━━━ Excerpt provided

Different uses for utterances require different labeling schemes.
Thus, labels are non-standard over different applications. For
example, utterances recorded from a cellular telephone may require
labels describing call signal quality.
[0006] Most transcription and labeling tasks are accomplished with
specialized and/or proprietary tools. Such tools range from foot
pedal controlled tape players used in conjunction with a
typewriter, wherein a transcriptionist listens to the tape and
types the results, to custom software that aids in capturing a
particular linguistic labeling scheme. Many transcription processes
are inefficient in aiding the transcriptionist for both labeling
and transcription. For example, in a foot pedal controlled tape
player process, a transcriptionist must manually type every
utterance and label, thereby having a maximum transcription rate
corresponding to the typing speed of the transcriptionist.
Additionally, the labels and annotations required for the labeling
scheme of the particular application must be remembered or
available for reference.
[0007] Typically, custom software is developed for use with a
particular operating system, such as the Macintosh OS, Unix, or
Windows NT. The general applicability of such tools is limited by
their narrow focus on a specific application, a specific
proprietary architecture, or a particular operating system. Due to
typically narrow design requirements, custom software is often
difficult to extend to differing transcription applications.
Moreover, changes to the content and appearance of reports, once
initially defined by the custom software, may be limited.

━━━━━━

§ Written request A
According to the excerpt on transcription tools, are these statements correct? For each, answer yes or no and quote the words that decide it. (i) With a foot pedal controlled tape player, a transcriptionist's top rate is set by typing speed. (ii) Custom software is usually easy to extend to differing transcription applications. (iii) Labels are standard across different applications.
§ Written request B
Reproduce word for word everything in the excerpt on transcription tools from "Additionally, the labels" down to "differing transcription applications.".
The data has no connection to the excerpt on transcription tools.

━━━ Supplied records

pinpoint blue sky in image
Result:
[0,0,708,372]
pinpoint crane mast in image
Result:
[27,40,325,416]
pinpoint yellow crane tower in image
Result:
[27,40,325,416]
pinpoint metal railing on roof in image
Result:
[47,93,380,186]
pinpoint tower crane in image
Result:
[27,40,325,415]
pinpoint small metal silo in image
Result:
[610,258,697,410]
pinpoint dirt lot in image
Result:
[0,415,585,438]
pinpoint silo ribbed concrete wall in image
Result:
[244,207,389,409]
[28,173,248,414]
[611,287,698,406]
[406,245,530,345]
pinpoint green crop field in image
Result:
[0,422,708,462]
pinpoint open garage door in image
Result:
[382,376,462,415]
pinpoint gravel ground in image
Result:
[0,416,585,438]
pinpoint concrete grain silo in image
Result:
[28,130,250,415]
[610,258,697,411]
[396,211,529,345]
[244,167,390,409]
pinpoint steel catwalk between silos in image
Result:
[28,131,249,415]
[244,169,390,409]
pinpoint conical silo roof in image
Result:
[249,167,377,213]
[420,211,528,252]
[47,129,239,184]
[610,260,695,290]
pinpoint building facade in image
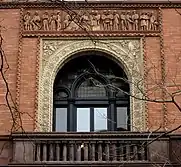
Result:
[0,1,181,167]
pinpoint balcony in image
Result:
[9,132,181,167]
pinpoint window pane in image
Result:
[55,108,67,132]
[77,108,90,132]
[117,107,128,131]
[94,108,107,131]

━━━━━━

§ Complete answer A
(i) Yes: "thereby having a maximum transcription rate corresponding to the typing speed of the transcriptionist"
(ii) No: "custom software is often difficult to extend to differing transcription applications"
(iii) No: "labels are non-standard over different applications"

§ Complete answer B
Additionally, the labels and annotations required for the labeling
scheme of the particular application must be remembered or
available for reference.
[0007] Typically, custom software is developed for use with a
particular operating system, such as the Macintosh OS, Unix, or
Windows NT. The general applicability of such tools is limited by
their narrow focus on a specific application, a specific
proprietary architecture, or a particular operating system. Due to
typically narrow design requirements, custom software is often
difficult to extend to differing transcription applications.